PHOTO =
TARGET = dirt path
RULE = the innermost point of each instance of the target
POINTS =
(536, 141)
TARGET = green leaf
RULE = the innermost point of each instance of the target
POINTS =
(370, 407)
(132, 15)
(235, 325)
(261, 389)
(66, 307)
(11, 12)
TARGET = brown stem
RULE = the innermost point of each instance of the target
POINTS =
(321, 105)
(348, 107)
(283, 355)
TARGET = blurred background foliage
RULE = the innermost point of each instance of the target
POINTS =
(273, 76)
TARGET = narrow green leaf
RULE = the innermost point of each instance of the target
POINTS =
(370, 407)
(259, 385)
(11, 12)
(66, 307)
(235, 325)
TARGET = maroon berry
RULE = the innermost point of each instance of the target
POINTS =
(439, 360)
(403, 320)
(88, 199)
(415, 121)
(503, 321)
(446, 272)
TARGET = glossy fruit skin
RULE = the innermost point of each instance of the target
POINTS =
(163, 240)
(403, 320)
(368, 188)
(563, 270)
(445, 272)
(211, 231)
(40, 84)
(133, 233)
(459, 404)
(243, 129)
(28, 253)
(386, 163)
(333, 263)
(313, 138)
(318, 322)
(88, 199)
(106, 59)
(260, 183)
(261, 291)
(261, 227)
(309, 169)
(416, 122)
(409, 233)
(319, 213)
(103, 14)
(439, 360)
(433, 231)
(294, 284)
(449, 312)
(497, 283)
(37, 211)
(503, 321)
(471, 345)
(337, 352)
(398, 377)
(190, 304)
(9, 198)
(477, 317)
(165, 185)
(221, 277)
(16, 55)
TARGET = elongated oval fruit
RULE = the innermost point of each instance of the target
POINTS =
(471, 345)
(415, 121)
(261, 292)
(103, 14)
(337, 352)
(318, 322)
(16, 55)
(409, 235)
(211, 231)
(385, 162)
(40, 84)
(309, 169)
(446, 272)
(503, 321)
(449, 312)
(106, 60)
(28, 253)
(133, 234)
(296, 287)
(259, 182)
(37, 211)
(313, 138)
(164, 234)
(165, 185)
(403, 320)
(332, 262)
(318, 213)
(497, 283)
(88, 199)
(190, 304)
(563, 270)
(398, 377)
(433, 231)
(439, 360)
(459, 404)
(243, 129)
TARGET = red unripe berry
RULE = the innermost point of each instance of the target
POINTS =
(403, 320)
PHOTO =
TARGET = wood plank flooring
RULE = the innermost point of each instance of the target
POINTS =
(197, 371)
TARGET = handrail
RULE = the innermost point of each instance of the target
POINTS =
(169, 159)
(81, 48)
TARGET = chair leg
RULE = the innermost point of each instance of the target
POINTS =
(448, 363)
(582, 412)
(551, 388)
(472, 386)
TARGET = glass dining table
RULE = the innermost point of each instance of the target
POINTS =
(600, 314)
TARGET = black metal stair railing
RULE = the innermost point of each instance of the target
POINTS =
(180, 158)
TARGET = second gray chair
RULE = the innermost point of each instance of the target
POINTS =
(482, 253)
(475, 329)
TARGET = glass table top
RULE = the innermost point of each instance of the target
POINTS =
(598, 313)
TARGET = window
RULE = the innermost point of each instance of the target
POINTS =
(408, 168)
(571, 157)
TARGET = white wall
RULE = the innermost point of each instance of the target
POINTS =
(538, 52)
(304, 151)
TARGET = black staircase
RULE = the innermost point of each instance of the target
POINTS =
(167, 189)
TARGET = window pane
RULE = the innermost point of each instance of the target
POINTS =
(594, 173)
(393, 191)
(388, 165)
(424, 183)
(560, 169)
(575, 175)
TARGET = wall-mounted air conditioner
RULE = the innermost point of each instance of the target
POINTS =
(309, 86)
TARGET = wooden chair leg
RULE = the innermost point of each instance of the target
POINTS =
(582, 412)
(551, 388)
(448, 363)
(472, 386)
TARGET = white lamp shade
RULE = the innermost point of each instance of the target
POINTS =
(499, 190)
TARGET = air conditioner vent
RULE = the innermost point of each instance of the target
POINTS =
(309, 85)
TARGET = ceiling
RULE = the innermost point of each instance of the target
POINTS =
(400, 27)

---

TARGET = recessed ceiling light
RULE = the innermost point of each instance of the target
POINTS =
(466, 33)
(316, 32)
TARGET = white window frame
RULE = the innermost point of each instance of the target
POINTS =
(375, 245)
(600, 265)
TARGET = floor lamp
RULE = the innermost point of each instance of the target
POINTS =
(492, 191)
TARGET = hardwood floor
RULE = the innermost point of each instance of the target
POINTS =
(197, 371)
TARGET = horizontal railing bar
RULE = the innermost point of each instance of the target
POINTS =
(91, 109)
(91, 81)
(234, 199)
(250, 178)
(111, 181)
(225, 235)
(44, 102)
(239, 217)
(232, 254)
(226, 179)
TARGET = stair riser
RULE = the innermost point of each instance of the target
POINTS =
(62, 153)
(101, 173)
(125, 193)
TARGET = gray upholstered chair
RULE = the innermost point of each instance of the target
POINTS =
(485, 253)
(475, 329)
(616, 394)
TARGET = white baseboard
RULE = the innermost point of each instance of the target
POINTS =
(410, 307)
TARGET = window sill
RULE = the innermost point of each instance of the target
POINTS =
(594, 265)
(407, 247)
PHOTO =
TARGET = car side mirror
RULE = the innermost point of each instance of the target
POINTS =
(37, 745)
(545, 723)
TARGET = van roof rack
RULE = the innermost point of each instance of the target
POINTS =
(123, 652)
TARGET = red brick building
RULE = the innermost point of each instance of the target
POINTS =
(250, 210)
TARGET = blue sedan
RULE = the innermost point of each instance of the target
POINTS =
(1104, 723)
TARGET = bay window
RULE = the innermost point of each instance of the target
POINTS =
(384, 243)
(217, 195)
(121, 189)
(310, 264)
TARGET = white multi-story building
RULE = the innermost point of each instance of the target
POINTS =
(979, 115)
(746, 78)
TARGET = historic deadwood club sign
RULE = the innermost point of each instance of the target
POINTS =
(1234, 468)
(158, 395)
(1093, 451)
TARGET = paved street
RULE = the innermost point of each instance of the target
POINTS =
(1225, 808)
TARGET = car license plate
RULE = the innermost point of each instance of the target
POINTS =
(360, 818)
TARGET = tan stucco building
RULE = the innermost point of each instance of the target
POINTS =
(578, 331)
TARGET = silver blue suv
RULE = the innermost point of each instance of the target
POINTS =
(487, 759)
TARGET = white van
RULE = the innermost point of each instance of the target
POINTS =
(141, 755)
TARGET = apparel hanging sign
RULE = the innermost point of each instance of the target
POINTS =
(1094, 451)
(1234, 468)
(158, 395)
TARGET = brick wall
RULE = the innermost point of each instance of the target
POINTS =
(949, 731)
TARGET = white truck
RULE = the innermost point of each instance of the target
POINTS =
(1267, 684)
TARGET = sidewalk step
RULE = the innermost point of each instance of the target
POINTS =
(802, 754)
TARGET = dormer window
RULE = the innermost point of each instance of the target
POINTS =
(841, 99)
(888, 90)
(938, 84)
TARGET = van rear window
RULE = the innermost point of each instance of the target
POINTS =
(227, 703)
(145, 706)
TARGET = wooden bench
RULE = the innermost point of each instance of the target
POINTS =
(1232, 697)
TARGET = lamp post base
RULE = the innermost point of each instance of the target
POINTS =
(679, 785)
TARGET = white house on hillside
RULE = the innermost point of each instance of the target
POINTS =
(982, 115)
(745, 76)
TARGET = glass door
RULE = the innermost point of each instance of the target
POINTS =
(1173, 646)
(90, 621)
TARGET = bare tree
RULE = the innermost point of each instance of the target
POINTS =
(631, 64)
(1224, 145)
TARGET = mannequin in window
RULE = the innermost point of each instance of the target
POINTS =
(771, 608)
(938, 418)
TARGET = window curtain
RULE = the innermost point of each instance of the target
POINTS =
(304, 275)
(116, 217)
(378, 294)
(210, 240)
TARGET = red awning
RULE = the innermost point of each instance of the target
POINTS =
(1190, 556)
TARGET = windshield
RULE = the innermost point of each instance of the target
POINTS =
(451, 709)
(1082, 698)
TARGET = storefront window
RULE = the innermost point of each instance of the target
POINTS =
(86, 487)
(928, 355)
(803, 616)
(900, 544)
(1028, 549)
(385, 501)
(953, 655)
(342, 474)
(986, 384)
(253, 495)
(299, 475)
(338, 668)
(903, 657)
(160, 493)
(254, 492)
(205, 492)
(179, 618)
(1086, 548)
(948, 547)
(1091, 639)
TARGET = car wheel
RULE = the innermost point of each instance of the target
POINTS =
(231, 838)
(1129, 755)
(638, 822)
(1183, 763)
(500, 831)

Problem description: Could you return exactly the lines above from the line with "TARGET = white wall" to the line with "TARGET = air conditioner vent", both included, and nothing else?

Answer box:
TARGET = white wall
RULE = the innermost point of each instance of the target
POINTS =
(538, 52)
(304, 151)
TARGET = black staircase
RULE = the innermost point of each instance of the target
POINTS =
(167, 189)
TARGET = window pane
RULE = the innermost point of each instance of the target
POINTS =
(594, 173)
(393, 191)
(388, 165)
(424, 183)
(560, 169)
(575, 175)
TARGET = wall-mounted air conditioner
RULE = the innermost point of each instance of the target
POINTS =
(309, 86)
TARGET = wooden chair leg
RULE = the innermost point of each instance of the target
POINTS =
(582, 412)
(551, 388)
(448, 363)
(472, 386)
TARGET = white lamp shade
RULE = the innermost point of each instance of the target
POINTS =
(499, 190)
TARGET = air conditioner vent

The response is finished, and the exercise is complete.